EXTRACT TO READ:

Dried fruit and almonds are traditionally eaten on Tu b’Shevat. (photo from Gilabrand (talk) via commons.wikimedia.org)
Until Jews began to return to Eretz Israel in 1948, no one thought of them as farmers. For nearly 2,000 years, we had been dispersed throughout the world and, in many places, were not permitted to own land or engage in agriculture. But, in ancient Palestine, we were an agricultural people. We treasured the olive tree, the grape vine and the date palm. The Bible encouraged us to plant “all manner of trees” and forbade the destruction of trees of a conquered land.
Just as we believe that on the first day of the seventh month, Rosh Hashanah, we are judged and our fate for the coming year is inscribed in the Book of Life, so we are taught to believe that trees are similarly judged on the New Year of the Trees, Tu b’Shevat (the 15th day of Shevat, this year Jan. 25), the first day of spring.

WORK TO BE COMPLETED: From the Tu b'Shevat passage, extract the portion starting at "Until Jews began" and ending at "a conquered land.".

Point localization data:
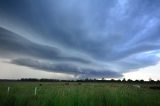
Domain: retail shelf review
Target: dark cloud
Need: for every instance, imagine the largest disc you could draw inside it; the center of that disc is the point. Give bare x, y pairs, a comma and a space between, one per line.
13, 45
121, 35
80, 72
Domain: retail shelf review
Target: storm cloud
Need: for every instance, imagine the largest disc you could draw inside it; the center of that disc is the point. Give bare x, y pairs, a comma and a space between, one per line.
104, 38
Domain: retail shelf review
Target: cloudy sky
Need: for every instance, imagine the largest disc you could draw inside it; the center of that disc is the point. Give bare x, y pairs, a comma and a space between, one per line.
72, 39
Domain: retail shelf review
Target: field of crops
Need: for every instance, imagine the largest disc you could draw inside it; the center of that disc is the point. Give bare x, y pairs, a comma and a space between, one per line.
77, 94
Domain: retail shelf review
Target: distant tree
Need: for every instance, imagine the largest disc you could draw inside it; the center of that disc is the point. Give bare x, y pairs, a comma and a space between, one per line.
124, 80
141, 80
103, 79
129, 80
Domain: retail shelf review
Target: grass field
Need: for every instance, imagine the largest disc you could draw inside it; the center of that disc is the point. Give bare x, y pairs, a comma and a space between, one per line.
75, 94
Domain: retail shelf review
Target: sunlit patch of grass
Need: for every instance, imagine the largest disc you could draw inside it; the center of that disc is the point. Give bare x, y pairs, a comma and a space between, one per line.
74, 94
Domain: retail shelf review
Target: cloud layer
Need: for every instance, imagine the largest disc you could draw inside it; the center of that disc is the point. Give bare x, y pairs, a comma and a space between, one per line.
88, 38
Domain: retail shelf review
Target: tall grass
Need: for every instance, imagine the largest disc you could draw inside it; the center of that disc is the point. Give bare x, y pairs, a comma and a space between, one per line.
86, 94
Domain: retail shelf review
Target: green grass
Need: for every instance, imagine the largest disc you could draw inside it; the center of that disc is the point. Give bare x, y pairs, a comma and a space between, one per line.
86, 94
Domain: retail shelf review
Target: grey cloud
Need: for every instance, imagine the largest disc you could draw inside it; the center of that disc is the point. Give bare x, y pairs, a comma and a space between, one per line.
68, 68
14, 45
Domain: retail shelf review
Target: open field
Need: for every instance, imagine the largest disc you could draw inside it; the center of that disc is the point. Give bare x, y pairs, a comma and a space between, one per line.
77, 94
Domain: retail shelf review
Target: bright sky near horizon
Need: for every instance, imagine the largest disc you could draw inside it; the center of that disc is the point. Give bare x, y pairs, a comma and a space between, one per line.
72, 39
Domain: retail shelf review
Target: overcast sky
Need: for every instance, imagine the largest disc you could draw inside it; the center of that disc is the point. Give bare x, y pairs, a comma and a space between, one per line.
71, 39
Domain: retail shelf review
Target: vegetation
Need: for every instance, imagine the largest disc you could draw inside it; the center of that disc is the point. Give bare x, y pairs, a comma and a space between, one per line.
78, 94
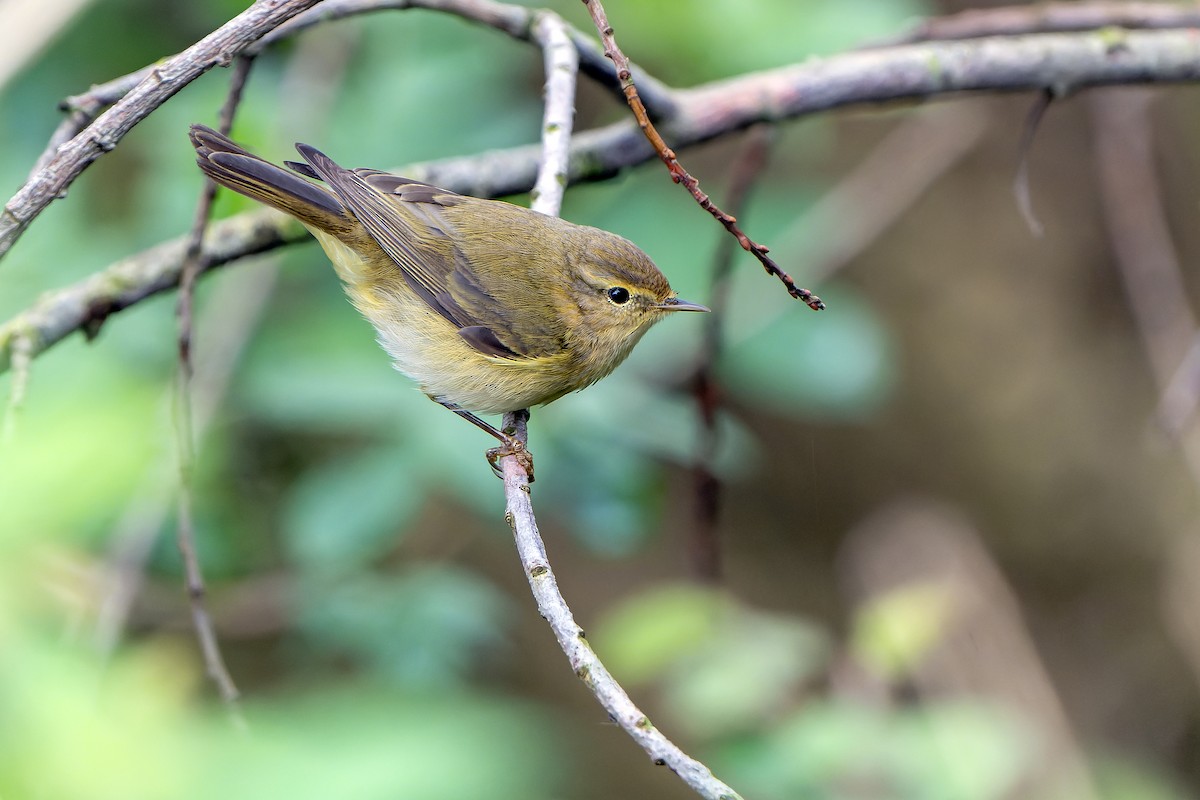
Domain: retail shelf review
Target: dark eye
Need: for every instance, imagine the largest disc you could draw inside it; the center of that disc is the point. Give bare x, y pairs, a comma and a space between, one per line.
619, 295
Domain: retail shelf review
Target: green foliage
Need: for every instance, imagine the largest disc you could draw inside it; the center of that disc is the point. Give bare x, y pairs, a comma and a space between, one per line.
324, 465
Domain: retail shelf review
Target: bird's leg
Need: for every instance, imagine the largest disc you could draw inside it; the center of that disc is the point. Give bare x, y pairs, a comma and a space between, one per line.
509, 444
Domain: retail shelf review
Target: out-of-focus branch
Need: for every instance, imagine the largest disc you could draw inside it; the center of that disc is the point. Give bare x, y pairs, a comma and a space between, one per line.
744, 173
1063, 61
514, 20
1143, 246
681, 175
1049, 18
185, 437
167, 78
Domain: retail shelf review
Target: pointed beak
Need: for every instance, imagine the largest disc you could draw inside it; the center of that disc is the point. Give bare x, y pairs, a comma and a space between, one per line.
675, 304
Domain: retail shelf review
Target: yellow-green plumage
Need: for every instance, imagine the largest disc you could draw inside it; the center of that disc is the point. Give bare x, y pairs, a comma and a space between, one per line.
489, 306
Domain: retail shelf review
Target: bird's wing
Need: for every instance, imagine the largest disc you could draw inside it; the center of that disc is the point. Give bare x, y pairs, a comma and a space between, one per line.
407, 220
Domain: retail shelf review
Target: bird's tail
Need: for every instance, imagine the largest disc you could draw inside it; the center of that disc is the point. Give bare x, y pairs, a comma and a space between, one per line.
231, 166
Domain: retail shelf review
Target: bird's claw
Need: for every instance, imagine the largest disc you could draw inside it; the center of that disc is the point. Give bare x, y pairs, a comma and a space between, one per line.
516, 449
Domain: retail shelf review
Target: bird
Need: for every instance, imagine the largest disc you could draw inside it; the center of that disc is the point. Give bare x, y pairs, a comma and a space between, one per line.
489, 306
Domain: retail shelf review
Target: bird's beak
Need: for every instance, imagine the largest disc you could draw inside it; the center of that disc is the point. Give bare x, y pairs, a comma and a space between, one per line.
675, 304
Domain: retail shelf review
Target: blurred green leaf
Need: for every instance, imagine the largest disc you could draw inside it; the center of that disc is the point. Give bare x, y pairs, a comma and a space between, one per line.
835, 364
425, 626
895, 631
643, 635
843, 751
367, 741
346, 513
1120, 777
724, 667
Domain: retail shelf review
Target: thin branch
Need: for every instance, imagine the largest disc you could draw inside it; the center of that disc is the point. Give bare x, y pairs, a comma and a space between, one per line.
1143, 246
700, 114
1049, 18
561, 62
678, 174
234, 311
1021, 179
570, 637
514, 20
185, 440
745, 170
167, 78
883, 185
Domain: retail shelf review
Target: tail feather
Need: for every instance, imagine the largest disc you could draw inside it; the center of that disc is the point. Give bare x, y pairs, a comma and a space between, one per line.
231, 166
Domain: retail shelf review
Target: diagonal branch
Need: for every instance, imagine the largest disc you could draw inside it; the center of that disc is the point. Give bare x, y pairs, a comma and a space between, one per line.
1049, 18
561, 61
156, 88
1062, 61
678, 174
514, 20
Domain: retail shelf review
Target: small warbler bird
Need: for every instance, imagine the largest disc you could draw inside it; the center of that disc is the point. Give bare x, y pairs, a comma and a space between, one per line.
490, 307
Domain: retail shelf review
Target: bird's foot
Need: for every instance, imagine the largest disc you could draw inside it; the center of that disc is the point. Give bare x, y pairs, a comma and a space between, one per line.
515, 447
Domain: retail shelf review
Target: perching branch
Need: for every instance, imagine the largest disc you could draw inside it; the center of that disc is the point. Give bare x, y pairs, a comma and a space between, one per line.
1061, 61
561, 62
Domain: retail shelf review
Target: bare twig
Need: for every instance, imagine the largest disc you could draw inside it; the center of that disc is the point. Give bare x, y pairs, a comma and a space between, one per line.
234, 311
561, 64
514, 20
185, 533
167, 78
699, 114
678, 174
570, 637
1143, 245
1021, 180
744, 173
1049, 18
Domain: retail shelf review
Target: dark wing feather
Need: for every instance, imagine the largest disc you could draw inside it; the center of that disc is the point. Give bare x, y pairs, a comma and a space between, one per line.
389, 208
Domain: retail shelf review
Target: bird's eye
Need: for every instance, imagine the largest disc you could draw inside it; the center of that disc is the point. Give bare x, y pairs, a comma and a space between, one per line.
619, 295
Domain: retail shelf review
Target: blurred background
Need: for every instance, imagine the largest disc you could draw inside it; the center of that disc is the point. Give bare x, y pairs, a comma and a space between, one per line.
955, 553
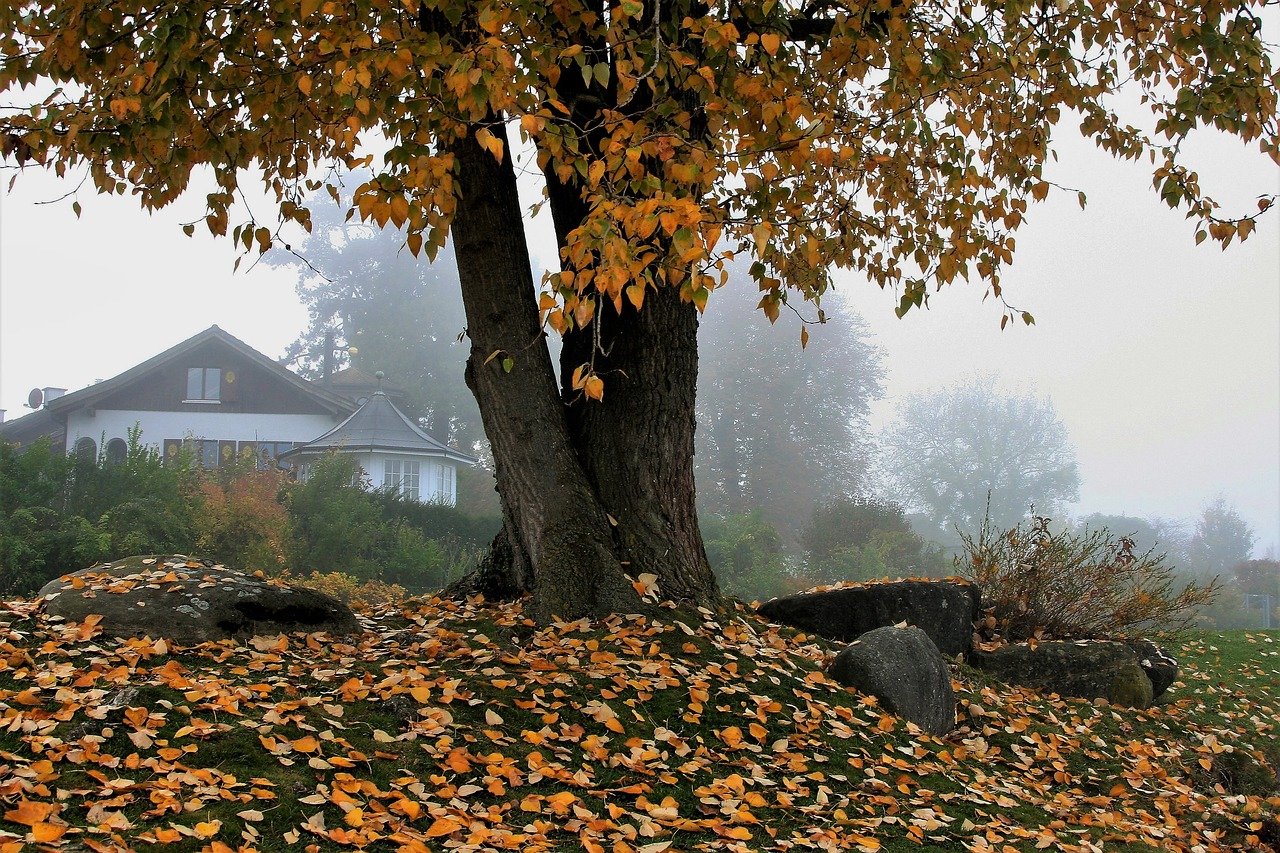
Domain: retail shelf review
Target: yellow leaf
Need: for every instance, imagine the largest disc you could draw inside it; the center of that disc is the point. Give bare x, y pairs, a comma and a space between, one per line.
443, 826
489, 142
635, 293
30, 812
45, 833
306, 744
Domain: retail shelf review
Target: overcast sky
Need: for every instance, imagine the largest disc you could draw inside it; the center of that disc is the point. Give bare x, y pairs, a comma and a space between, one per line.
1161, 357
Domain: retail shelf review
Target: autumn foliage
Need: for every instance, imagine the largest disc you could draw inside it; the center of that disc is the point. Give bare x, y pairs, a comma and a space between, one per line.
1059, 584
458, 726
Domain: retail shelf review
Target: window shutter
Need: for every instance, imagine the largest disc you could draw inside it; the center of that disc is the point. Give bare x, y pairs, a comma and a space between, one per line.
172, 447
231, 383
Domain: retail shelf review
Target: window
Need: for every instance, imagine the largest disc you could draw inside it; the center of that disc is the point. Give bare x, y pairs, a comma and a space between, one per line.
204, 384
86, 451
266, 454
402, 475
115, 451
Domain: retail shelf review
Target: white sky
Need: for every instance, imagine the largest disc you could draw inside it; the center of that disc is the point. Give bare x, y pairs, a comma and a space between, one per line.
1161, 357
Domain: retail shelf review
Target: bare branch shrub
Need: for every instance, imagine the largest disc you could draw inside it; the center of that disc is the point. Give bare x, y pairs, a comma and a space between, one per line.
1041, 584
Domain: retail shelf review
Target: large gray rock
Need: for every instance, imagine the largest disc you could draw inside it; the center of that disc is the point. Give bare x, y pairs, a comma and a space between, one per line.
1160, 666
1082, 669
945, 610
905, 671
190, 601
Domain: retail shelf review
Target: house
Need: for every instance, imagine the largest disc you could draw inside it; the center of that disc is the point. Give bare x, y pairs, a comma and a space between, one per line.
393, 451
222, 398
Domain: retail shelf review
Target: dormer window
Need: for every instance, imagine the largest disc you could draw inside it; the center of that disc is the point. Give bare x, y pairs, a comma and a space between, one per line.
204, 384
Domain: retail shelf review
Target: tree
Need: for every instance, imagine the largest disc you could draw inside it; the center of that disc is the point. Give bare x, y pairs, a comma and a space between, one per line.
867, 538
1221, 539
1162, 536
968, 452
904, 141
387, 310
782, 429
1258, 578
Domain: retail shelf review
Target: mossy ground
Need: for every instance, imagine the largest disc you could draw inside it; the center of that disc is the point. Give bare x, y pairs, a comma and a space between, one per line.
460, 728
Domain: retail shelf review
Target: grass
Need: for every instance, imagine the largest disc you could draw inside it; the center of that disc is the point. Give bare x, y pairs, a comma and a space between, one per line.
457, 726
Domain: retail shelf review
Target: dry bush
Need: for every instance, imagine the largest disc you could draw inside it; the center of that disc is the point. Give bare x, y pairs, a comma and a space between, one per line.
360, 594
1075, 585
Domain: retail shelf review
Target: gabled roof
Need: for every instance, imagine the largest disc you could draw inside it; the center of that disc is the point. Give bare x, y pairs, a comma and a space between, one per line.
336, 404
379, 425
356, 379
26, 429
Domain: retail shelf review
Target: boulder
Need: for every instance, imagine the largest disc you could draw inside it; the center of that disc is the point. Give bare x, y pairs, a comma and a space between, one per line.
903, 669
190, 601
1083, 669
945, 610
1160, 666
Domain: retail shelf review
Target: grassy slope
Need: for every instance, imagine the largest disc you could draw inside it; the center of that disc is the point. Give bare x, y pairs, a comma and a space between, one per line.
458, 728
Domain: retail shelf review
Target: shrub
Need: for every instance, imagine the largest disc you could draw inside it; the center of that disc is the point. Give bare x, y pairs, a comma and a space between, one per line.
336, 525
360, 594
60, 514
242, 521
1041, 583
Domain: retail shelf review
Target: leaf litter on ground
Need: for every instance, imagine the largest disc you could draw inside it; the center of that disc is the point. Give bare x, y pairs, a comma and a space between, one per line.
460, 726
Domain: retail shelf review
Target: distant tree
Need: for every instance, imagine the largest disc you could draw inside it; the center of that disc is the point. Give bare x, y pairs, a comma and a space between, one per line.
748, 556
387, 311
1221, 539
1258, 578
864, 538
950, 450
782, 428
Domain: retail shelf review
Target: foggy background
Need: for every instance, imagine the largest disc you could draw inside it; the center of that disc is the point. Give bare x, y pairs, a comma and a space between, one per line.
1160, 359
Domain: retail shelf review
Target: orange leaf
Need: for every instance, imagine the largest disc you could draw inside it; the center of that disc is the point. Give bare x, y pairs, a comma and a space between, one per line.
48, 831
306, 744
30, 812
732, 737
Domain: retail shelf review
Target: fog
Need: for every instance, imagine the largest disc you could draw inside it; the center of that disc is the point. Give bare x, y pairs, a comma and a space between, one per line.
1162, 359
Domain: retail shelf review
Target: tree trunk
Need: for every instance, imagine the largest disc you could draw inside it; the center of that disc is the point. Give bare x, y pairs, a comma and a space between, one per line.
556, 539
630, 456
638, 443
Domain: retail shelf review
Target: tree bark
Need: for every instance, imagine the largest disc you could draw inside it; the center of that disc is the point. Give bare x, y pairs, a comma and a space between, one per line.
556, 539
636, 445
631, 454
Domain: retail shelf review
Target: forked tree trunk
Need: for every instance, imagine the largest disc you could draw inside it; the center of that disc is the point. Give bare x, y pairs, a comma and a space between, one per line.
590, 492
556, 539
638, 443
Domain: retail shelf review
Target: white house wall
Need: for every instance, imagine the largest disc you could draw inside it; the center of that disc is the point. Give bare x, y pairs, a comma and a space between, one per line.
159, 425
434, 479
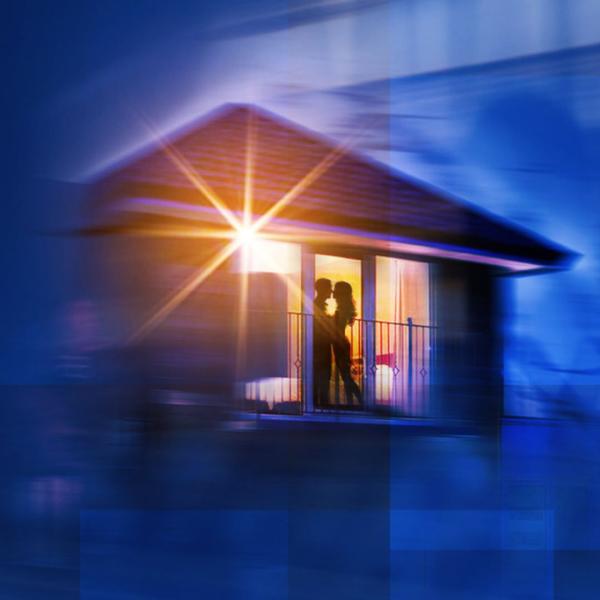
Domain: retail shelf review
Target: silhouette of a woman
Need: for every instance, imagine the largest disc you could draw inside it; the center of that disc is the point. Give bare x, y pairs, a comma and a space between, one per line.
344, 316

RESPONSE AREA:
Until Jews began to return to Eretz Israel in 1948, no one thought of them as farmers. For nearly 2,000 years, we had been dispersed throughout the world and, in many places, were not permitted to own land or engage in agriculture. But, in ancient Palestine, we were an agricultural people. We treasured the olive tree, the grape vine and the date palm. The Bible encouraged us to plant “all manner of trees” and forbade the destruction of trees of a conquered land.